> **Reading text**
###

Scottish independence issues at-a-glance: Broadcasting
What powers does the Scottish Parliament currently have and how might they change with independence or further devolution?
This page summarises the implications of the referendum for broadcasting - one of seven different themes. The others are: The economy and currency,energy oil and gas, pensions and welfare, citizenship and immigration, EU membership and defence.
More in-depth analysis on broadcasting.
The BBC is a public corporation established by Royal Charter. It is paid for by the public directly through their TV licences. In the event of a "Yes" vote, the future of the BBC as a public service in Scotland would have to be negotiated.
STV is a private business and has a commercial deal with ITV to buy in the network programmes. Similarly, there would be no direct impact on Channels 4 and 5. The Scottish government has promised to respect the licences of the other commercial channels. They all provide UK-wide services and the majority are also available on satellite and cable in the Republic of Ireland.
BBC Alba is run by the BBC in a partnership arrangement with the Gaelic media service MG Alba. Most of its programmes are actually paid for by MG Alba (currently funded by both the Scottish and UK governments) while others are paid for out of the BBC's own money.
After a Yes vote
The Scottish government hopes to create a Scottish Broadcasting Service in 2017 - built around the assets and staff of BBC Scotland. It says the SBS would work in a partnership agreement with the BBC. That way Scots would still be able to watch, listen and read the full range of BBC programmes while, it argues, the SBS would still be able to provide programmes for BBC channels.
The government argues the main advantage of this arrangement would be that more money would be spent on broadcasting in Scotland and that the new broadcaster would be more accountable to the Scottish public.
In the event of a separate Scottish Broadcasting Service being created, BBC Alba would come under its umbrella while an independent Scottish government would, presumably, be solely responsible for funding MG Alba.
After a No vote
Better Together says viewers in Scotland currently get the best of both - access to world-class network schedules along and a wide range of programmes made principally for a Scottish audience. They also believe a neat division of the assets of the BBC in Scotland would be difficult.

###

> **Material provided**

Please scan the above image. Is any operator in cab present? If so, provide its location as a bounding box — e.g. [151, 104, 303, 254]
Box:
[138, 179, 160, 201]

###

> **Directions**
(a) In the broadcasting summary, what year does the Scottish government hope to create a Scottish Broadcasting Service?
(b) Reproduce the broadcasting summary from "This page summarises" down to "Republic of Ireland.".

> **Final results**
(a) 2017

(b)
This page summarises the implications of the referendum for broadcasting - one of seven different themes. The others are: The economy and currency,energy oil and gas, pensions and welfare, citizenship and immigration, EU membership and defence.
More in-depth analysis on broadcasting.
The BBC is a public corporation established by Royal Charter. It is paid for by the public directly through their TV licences. In the event of a "Yes" vote, the future of the BBC as a public service in Scotland would have to be negotiated.
STV is a private business and has a commercial deal with ITV to buy in the network programmes. Similarly, there would be no direct impact on Channels 4 and 5. The Scottish government has promised to respect the licences of the other commercial channels. They all provide UK-wide services and the majority are also available on satellite and cable in the Republic of Ireland.